▶ WORK INSTRUCTIONS
Reproduce exactly the lines from the one that holds "cake frosting texture" through the last line of the entries, both ends included, but not the pictures.

▶ INFORMATION PROVIDED
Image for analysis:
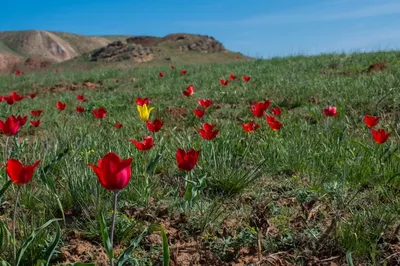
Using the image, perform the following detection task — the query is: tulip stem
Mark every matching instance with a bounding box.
[111,191,118,256]
[3,136,10,161]
[12,186,21,265]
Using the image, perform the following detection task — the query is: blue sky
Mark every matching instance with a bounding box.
[0,0,400,57]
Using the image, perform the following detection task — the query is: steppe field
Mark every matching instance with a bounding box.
[0,51,400,266]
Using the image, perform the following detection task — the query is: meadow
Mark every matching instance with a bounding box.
[0,51,400,265]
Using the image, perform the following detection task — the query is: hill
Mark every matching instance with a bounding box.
[0,30,126,70]
[0,30,245,71]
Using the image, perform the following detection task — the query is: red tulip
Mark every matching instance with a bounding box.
[364,115,380,128]
[13,69,24,76]
[15,115,28,127]
[31,110,43,116]
[87,152,133,191]
[93,106,107,119]
[136,98,150,106]
[323,106,338,116]
[243,76,251,82]
[76,94,87,103]
[266,115,283,131]
[271,107,282,116]
[183,85,194,97]
[219,79,229,86]
[10,91,25,102]
[131,136,154,151]
[372,129,392,144]
[114,123,123,129]
[1,159,40,185]
[197,99,212,109]
[3,96,14,105]
[76,106,85,114]
[193,109,206,118]
[250,100,271,117]
[199,123,219,140]
[0,115,21,136]
[29,120,40,127]
[146,119,164,133]
[56,102,67,111]
[176,149,200,171]
[242,122,260,132]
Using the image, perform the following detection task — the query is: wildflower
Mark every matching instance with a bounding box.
[131,136,154,151]
[193,109,206,118]
[323,106,338,116]
[266,115,283,131]
[199,123,219,140]
[146,119,164,133]
[242,122,260,132]
[183,85,194,97]
[87,152,133,191]
[1,159,40,185]
[197,99,212,109]
[31,110,43,116]
[0,115,21,136]
[93,106,107,119]
[371,129,392,144]
[364,115,380,128]
[242,76,251,82]
[176,149,200,171]
[29,120,40,127]
[56,102,67,111]
[136,98,150,106]
[136,104,154,121]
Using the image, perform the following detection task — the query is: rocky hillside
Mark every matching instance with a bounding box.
[0,30,245,72]
[0,30,127,70]
[89,33,229,63]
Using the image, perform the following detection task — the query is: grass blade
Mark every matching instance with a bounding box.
[99,213,113,260]
[16,219,61,266]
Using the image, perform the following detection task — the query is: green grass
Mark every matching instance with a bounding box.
[0,51,400,265]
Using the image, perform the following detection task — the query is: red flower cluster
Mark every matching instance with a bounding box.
[93,106,107,119]
[199,123,219,140]
[250,100,271,117]
[175,149,200,171]
[242,122,260,132]
[265,115,283,131]
[364,115,392,144]
[87,152,133,191]
[182,85,194,97]
[131,136,154,151]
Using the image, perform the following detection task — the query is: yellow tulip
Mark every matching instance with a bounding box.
[137,104,154,121]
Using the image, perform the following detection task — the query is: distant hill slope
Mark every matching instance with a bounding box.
[0,30,120,62]
[0,30,245,71]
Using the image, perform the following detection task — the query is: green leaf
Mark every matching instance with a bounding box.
[43,223,61,266]
[0,220,11,249]
[16,219,61,266]
[99,213,113,260]
[346,251,354,266]
[117,225,154,266]
[40,148,69,192]
[146,153,162,174]
[0,180,12,203]
[161,227,170,266]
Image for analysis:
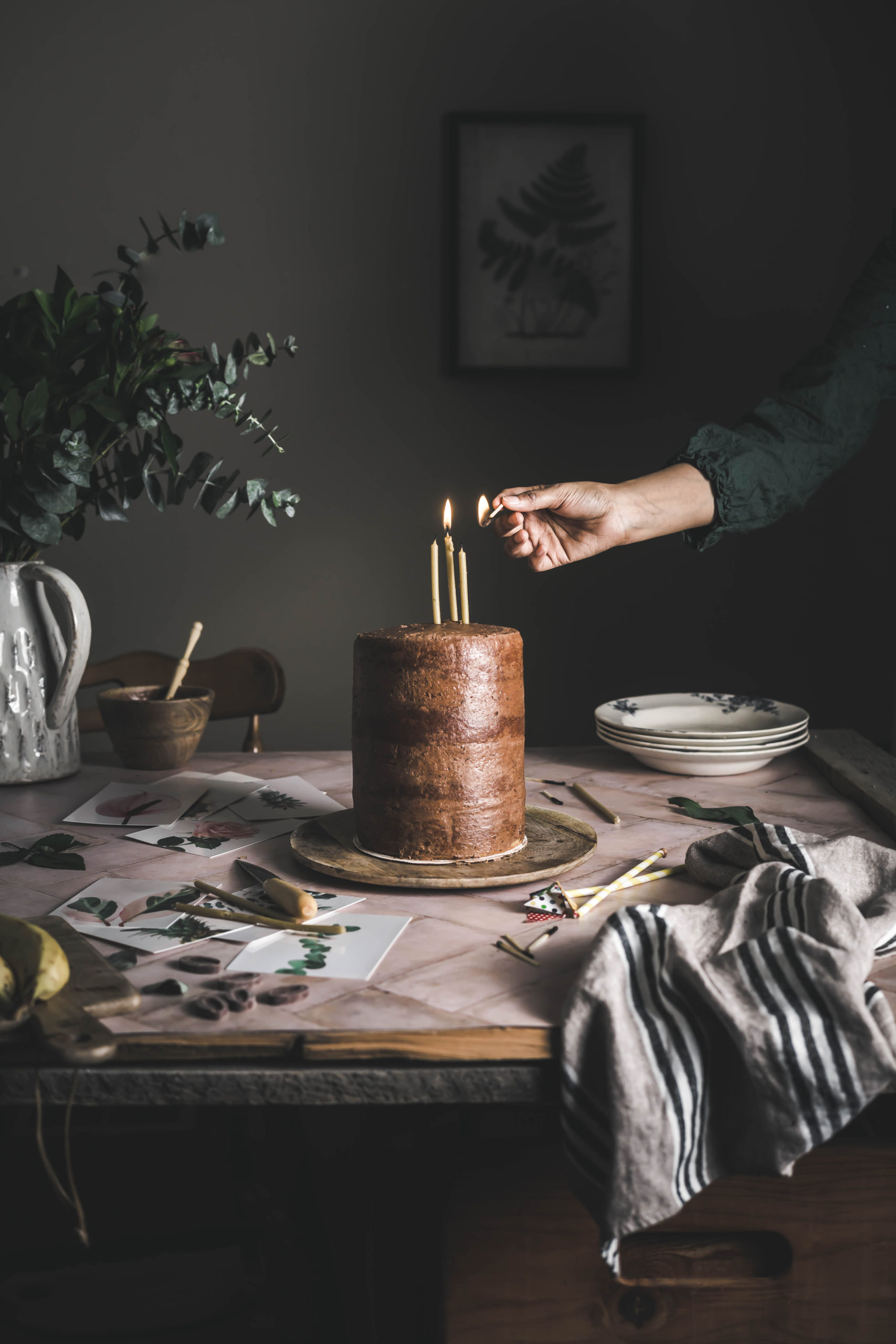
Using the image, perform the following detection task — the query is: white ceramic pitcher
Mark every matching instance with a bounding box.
[0,561,90,783]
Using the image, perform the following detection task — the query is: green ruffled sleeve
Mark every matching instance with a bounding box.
[669,212,896,551]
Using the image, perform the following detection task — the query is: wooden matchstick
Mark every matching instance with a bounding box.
[570,783,622,826]
[175,905,345,937]
[194,878,302,929]
[494,934,539,967]
[165,621,203,700]
[524,925,557,957]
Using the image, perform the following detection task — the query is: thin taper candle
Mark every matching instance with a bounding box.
[430,542,442,625]
[457,547,470,625]
[445,532,457,621]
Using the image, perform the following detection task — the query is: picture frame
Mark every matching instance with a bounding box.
[446,111,644,374]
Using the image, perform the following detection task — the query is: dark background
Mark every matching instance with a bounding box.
[0,0,896,749]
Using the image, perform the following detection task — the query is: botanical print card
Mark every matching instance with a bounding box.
[65,774,208,826]
[52,878,196,934]
[197,886,367,942]
[233,774,345,821]
[178,770,260,821]
[227,915,411,980]
[128,809,293,859]
[81,911,243,954]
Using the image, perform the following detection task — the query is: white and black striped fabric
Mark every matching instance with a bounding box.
[562,823,896,1269]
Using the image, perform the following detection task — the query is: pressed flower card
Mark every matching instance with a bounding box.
[178,770,260,821]
[196,886,365,942]
[52,878,196,937]
[128,811,293,859]
[227,914,411,980]
[82,911,236,954]
[233,774,345,821]
[65,774,208,826]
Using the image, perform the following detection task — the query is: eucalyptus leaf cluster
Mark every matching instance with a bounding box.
[0,212,298,562]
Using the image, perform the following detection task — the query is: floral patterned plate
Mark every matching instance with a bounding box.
[594,691,809,741]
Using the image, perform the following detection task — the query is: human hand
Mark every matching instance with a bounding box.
[493,481,627,573]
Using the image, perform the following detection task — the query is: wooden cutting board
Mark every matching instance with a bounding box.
[28,915,140,1065]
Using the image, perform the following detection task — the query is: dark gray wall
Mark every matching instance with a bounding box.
[0,0,896,749]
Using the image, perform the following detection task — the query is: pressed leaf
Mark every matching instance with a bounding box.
[26,852,87,872]
[666,799,759,826]
[31,831,87,854]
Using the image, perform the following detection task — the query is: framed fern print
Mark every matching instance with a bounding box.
[447,111,642,374]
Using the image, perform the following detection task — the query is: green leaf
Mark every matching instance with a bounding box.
[246,477,267,508]
[26,854,86,872]
[31,484,78,513]
[34,289,59,332]
[140,458,165,513]
[66,897,118,919]
[0,387,22,438]
[31,831,83,854]
[159,421,180,476]
[90,393,122,425]
[52,429,91,488]
[215,490,239,518]
[666,799,759,826]
[96,490,128,523]
[22,377,50,434]
[19,513,62,545]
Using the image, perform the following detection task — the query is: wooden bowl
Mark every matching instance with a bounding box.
[97,686,215,770]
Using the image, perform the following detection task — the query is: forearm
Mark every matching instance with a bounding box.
[607,463,716,545]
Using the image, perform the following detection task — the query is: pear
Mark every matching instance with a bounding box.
[0,957,16,1017]
[0,915,69,1017]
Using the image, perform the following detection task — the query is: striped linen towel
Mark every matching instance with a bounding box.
[562,823,896,1272]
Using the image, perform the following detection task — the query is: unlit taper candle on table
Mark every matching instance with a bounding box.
[442,500,457,621]
[165,621,203,700]
[575,849,670,919]
[457,547,470,625]
[430,542,442,625]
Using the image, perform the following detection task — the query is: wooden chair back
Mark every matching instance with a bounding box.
[78,649,286,751]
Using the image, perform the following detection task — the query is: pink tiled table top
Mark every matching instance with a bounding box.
[0,746,896,1058]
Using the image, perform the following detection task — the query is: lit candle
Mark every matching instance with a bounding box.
[457,547,470,625]
[442,500,457,621]
[430,542,442,625]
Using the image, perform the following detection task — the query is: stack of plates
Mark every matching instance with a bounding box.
[594,691,809,774]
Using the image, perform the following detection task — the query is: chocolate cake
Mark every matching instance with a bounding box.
[352,621,525,860]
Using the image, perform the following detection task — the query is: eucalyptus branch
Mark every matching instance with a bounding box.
[0,212,298,561]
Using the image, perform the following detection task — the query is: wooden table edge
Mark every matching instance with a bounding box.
[109,1027,560,1063]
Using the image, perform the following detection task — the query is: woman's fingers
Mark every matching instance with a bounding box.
[496,485,567,518]
[504,528,532,561]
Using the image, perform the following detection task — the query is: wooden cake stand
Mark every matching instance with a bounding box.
[290,808,598,891]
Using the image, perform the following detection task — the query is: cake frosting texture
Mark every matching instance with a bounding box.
[352,622,525,860]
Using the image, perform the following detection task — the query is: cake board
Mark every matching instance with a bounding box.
[290,808,598,891]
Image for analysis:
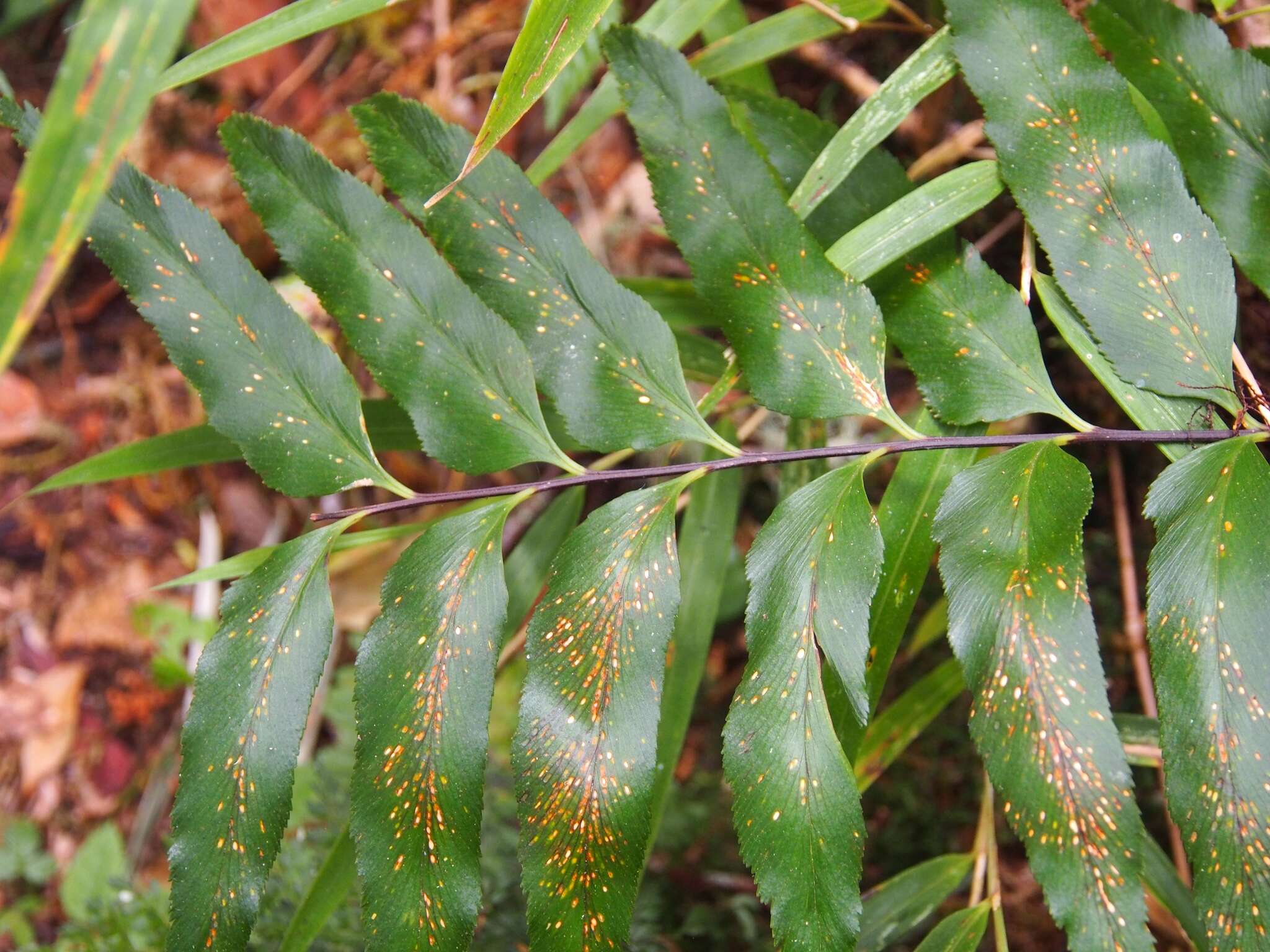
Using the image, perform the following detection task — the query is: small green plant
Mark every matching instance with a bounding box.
[0,818,57,886]
[4,0,1270,952]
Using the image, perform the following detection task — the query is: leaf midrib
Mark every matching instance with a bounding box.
[646,51,887,416]
[119,188,383,485]
[200,538,334,939]
[1108,6,1270,175]
[996,0,1225,388]
[252,153,542,454]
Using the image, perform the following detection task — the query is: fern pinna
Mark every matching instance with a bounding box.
[10,0,1270,952]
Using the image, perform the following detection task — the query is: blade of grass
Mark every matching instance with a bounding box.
[1032,273,1225,461]
[27,400,419,496]
[701,0,776,95]
[0,0,194,368]
[852,658,965,793]
[526,0,887,185]
[425,0,612,207]
[0,0,57,37]
[825,161,1005,281]
[278,821,357,952]
[790,27,956,218]
[159,0,399,90]
[525,0,725,185]
[692,0,887,85]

▶ WRITTEN SOLUTION
Using the image, perform the following detection task — the query is: cake frosting texture
Mark every matching instance with a bounding box.
[352,622,525,860]
Using the image, perform the following detection task — the query is: cake board
Mark every matching instance with a bounding box.
[290,808,598,891]
Image for analysis:
Using the image, perform the following detection task — the query is: small green plant
Mark every matching instance with a bounding box.
[0,818,57,886]
[4,0,1270,952]
Using the image, perform the following detection task — the query is: leaf midrib
Mark every matching instance with a bounding box.
[646,51,887,416]
[119,188,383,485]
[200,538,334,939]
[1108,6,1270,175]
[996,0,1225,388]
[252,153,542,454]
Using the image, perform the following detection task — the query is: fern pinna
Mark every matching instance with a bounding box.
[10,0,1270,952]
Using the image, perform the following detection task — the query is: blade of grass
Mark every matching instance with a bounding box.
[1032,273,1225,461]
[27,400,419,496]
[701,0,776,95]
[0,0,194,368]
[852,658,965,793]
[526,0,887,185]
[425,0,612,207]
[0,0,57,37]
[825,161,1005,281]
[278,821,357,952]
[790,27,956,218]
[159,0,399,90]
[525,0,725,185]
[692,0,887,85]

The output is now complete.